Please put every line of the material below into a JSON list of strings, one string per line, with blank lines and the pictures left out.
Records supplied start
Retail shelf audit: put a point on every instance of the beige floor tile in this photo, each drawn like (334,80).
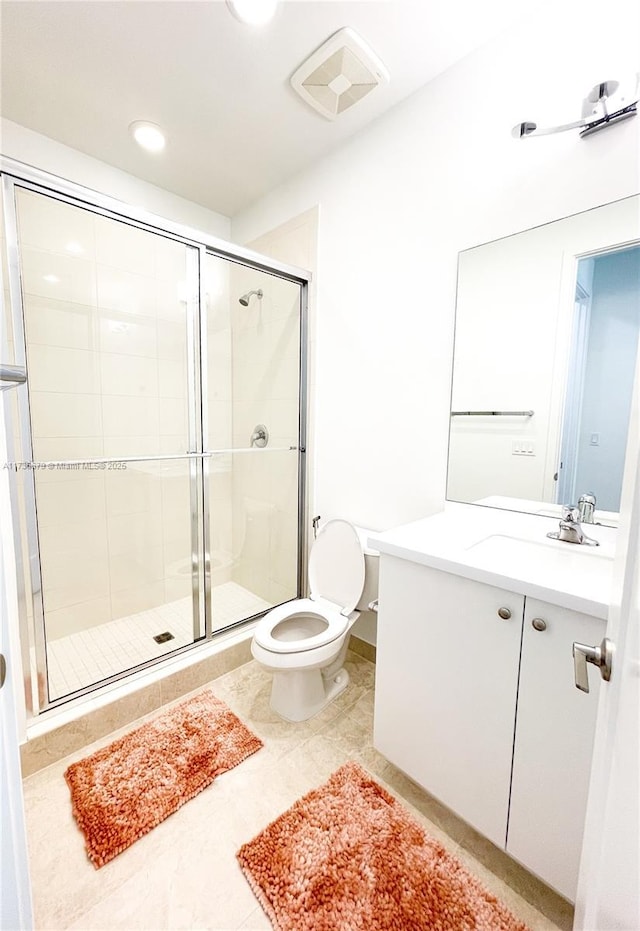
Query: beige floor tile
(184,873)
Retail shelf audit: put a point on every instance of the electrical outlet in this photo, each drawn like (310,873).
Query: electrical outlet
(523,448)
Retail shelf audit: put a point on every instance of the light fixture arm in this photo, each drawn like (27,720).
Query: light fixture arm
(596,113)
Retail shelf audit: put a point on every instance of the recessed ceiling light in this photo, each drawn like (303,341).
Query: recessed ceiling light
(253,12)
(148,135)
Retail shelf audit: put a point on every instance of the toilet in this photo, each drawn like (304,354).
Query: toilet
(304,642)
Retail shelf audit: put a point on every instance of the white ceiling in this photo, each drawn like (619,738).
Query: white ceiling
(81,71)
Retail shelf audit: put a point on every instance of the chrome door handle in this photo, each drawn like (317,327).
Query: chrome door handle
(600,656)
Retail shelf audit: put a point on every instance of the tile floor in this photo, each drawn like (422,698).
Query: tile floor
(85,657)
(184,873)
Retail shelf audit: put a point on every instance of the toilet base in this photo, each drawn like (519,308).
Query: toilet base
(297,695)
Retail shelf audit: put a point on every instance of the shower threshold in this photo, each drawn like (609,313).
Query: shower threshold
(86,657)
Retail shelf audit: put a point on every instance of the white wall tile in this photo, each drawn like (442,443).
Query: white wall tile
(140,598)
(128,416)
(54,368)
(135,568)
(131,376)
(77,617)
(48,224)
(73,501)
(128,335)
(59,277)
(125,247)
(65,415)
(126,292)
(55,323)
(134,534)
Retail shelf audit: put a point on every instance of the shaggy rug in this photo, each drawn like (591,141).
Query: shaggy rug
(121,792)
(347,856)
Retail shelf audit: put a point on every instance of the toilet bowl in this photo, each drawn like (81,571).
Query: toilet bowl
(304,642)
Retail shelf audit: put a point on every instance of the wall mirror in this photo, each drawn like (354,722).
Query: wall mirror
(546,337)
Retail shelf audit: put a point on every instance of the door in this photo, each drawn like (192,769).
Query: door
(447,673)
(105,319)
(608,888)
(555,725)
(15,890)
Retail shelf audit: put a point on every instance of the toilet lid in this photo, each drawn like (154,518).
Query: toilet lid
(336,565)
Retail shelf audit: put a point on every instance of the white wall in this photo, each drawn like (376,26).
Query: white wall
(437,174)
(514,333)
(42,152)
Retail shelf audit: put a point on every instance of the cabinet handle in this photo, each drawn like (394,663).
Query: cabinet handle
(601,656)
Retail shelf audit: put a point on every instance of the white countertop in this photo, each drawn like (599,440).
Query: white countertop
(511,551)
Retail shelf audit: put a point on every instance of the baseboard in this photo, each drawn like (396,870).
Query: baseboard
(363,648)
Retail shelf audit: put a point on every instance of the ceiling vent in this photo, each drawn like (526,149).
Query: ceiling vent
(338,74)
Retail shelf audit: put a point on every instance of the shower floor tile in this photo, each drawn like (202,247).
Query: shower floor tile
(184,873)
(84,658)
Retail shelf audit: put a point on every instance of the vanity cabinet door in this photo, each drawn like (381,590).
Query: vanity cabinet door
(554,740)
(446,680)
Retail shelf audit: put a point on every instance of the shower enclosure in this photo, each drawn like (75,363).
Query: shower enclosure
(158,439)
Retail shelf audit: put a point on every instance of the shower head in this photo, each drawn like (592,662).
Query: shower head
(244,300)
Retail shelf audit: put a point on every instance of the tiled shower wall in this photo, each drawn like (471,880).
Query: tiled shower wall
Records supplied end
_Worked answer_
[
  "Retail shelf audit: put a point on every instance of the beige floor tile in this photo, each drawn like (334,80).",
  "Query: beige floor tile",
  "(184,873)",
  "Retail shelf audit: put a point on every instance of the electrical outlet in this photo, each drawn like (310,873).",
  "Query: electrical outlet",
  "(523,448)",
  "Retail shelf audit: put a point on every instance of the light fixture arm in this photo, each drawn like (27,720).",
  "Query: light fixture arm",
  "(596,113)",
  "Retail shelf audit: put a point on every instance of the recessed ceiling light in this photo, each drawn like (303,341).",
  "Query: recessed ceiling light",
  "(253,12)",
  "(148,135)",
  "Retail shelf audit: put a point on every instance of the toilet in this photo, each drawn like (304,354).",
  "Query: toilet",
  "(304,642)",
  "Retail shelf audit: put a point on every instance of the white ceiling in this photo, each drawn like (619,738).",
  "Query: white ceiling",
  "(81,71)",
  "Retail shelf audit: put a point on every instance of the chrome door handle in this photo, each drawn like (317,327).",
  "Query: chrome door handle",
  "(600,656)",
  "Retail shelf audit: put a point on every instance of the tile floor in this photo, each drawn like (422,698).",
  "Query: tile floor",
  "(85,657)",
  "(184,873)",
  "Retail shelf audit: put a point on every instance of the toilet base in this photo, each drawn like (519,308).",
  "Query: toilet base",
  "(297,695)",
  "Retail shelf audit: put a point on every instance of the shower threshold in this photo, each drawn like (609,313).",
  "Query: shower threshold",
  "(86,657)",
  "Retail shelf audit: put a point on every instance of the white wall tile in this photo, each drawn like (442,443).",
  "Query: white wall tile",
  "(140,598)",
  "(128,416)",
  "(54,368)",
  "(135,568)",
  "(131,376)",
  "(77,617)",
  "(48,224)",
  "(73,501)",
  "(128,335)",
  "(59,277)",
  "(125,247)",
  "(65,415)",
  "(126,292)",
  "(55,323)",
  "(134,534)",
  "Retail shelf audit: put a point on every instance of the shaggy rug in this photo, each drawn like (591,141).",
  "Query: shaggy rug",
  "(121,792)",
  "(347,856)",
  "Retail shelf audit: put a point on every instance of the toilet bowl in this photo, each drawn like (81,571).",
  "Query: toilet bowl",
  "(304,642)",
  "Retail shelf audit: put a point on every instance of the wall mirror in this photo, each drawn like (354,722).",
  "Query: wall mirror",
  "(546,337)",
  "Retail shelf audit: put a point on every instance of the door in this photo, each drawn like (192,769).",
  "Query: door",
  "(447,673)",
  "(105,319)",
  "(608,888)",
  "(555,725)",
  "(15,890)",
  "Retail shelf audit: put a point on every instance of the toilet lid in this photo, each drawn like (154,518).",
  "Query: toilet lid",
  "(336,565)",
  "Retail shelf audit: put a point on every instance of the white wall in this photo, each drawn like (376,26).",
  "Query: white wall",
  "(437,174)",
  "(514,333)",
  "(42,152)",
  "Retail shelf audit: put a point on every instance of the cabinet handle in this photo, each drawn like (394,663).",
  "Query: cabinet handle",
  "(601,656)",
  "Retail shelf audit: put a point on every instance of the white countertop in this photo, each drawn like (599,440).",
  "Query: white countertop",
  "(511,551)",
  "Retail shelf audit: put a point on every instance of the baseboard in this photo, each drawn like (396,870).",
  "Query: baseboard",
  "(363,648)",
  "Retail shelf audit: put a point on every instance of the ceiling vent in this photo, each drawn like (526,149).",
  "Query: ceiling vent",
  "(338,74)",
  "Retail shelf audit: put a point on every instance of the shower floor tile in this photo, each drawn like (202,247).",
  "Query: shower floor tile",
  "(184,873)",
  "(84,658)",
  "Retail shelf audit: put a point on every instance of the vanity cabinet door in this photo, each drawn like (381,590).",
  "Query: vanity cabinet door",
  "(554,740)",
  "(446,680)",
  "Retail shelf audit: put a point on every instance of the shower enclosure in this photo, each drawn like (75,363).",
  "Query: shower enclosure",
  "(158,439)",
  "Retail shelf audit: put a point on every instance of the shower head in this photo, each drawn like (592,662).",
  "Query: shower head",
  "(244,300)",
  "Retail shelf audit: put a point on every instance of the tiled shower wall in this photo, each drawn like (471,880).",
  "Query: tiled shower wall"
]